抽出テキスト:
══════════════════════════════

経産省、「データ契約ガイドライン検討会」を開催
−−「データの利用権限に関する契約ガイドラインver1.0」の全面的な改訂に向けて−−
経済産業省は12月8日、「データ契約ガイドライン検討会」(座長=渡部俊也・東京大学政策ビジョン研究センター教授)の第1回会合を開催した。
経産省では、事業者間でデータの利用権限が明確となっていないためにデータ流通が進まないという課題を解決するため、5月30日に「データの利用権限に関する契約ガイドラインver1.0」を公表していたところである(後掲参照)。今般、経産省は、契約によるデータの適切な利用やAIに係る責任関係・権利関係を含む法的問題への対応、さらには関連する知的財産に関する問題の整理等、下記の項目の調査・検討を行うとともに、これらの検討等を踏まえて同ガイドラインの改訂を行うため、本年12月から来年3月末まで、「データ契約ガイドライン検討会」を開催することとしたものである。
◯主な検討項目
- • データやAIの利用・共用のための事業者間における契約モデルや契約条件の整理
- • 事業者間のデータ共用のための個別取引やビジネスモデル等の深掘り、ユースケースの充実化等
なお、同検討会の下には、弁護士等の専門家から構成されるワーキンググループ「データ契約ガイドライン検討会作業部会」を設け、事業者から持ち込まれるユースケースを基にデータやAI活用に係る契約での取決め方法等を具体的に検討し、同ガイドラインの改訂案を作成することとしている。

══════════════════════════════

資料:

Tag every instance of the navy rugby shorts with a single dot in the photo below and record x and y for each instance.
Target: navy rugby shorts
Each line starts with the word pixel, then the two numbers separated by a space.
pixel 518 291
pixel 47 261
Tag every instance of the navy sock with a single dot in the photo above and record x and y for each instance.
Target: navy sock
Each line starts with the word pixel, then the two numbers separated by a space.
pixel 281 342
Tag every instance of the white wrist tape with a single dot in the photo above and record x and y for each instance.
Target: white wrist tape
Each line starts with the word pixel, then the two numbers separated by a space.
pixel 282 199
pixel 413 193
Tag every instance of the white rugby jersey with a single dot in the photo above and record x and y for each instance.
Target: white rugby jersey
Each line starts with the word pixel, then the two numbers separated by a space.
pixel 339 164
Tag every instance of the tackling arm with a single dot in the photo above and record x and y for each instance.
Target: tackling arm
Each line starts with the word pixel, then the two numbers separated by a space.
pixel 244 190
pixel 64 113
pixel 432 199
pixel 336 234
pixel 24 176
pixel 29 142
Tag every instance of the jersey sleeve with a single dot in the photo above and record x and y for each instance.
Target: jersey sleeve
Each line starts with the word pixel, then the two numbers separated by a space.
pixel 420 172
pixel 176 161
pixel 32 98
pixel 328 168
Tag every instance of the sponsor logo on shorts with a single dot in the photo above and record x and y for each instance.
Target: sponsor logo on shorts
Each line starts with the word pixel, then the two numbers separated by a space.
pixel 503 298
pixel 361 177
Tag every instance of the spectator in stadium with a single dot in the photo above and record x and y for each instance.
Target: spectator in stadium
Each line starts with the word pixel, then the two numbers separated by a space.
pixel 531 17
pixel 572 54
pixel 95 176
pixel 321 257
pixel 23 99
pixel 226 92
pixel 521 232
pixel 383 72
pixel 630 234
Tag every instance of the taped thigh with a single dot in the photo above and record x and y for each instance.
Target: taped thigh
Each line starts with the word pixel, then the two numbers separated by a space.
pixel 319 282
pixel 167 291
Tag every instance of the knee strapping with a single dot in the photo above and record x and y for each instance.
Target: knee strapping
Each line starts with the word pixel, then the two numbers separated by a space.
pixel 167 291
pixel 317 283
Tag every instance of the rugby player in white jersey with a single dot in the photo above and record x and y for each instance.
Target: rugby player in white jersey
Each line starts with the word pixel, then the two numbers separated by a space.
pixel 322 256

══════════════════════════════

練習問題:
(1) 抽出テキストの「経産省では、事業者間でデータ」で始まり「案を作成することとしている。」に至るまでの部分を、一字一句違えずに書き写してください。
(2) 抽出テキストによると、「データ契約ガイドライン検討会」の座長を務めるのは誰か。
一覧は参照せず、抽出テキストだけを根拠とする。

解答:
(1)
経産省では、事業者間でデータの利用権限が明確となっていないためにデータ流通が進まないという課題を解決するため、5月30日に「データの利用権限に関する契約ガイドラインver1.0」を公表していたところである(後掲参照)。今般、経産省は、契約によるデータの適切な利用やAIに係る責任関係・権利関係を含む法的問題への対応、さらには関連する知的財産に関する問題の整理等、下記の項目の調査・検討を行うとともに、これらの検討等を踏まえて同ガイドラインの改訂を行うため、本年12月から来年3月末まで、「データ契約ガイドライン検討会」を開催することとしたものである。
◯主な検討項目
- • データやAIの利用・共用のための事業者間における契約モデルや契約条件の整理
- • 事業者間のデータ共用のための個別取引やビジネスモデル等の深掘り、ユースケースの充実化等
なお、同検討会の下には、弁護士等の専門家から構成されるワーキンググループ「データ契約ガイドライン検討会作業部会」を設け、事業者から持ち込まれるユースケースを基にデータやAI活用に係る契約での取決め方法等を具体的に検討し、同ガイドラインの改訂案を作成することとしている。

(2) 渡部俊也・東京大学政策ビジョン研究センター教授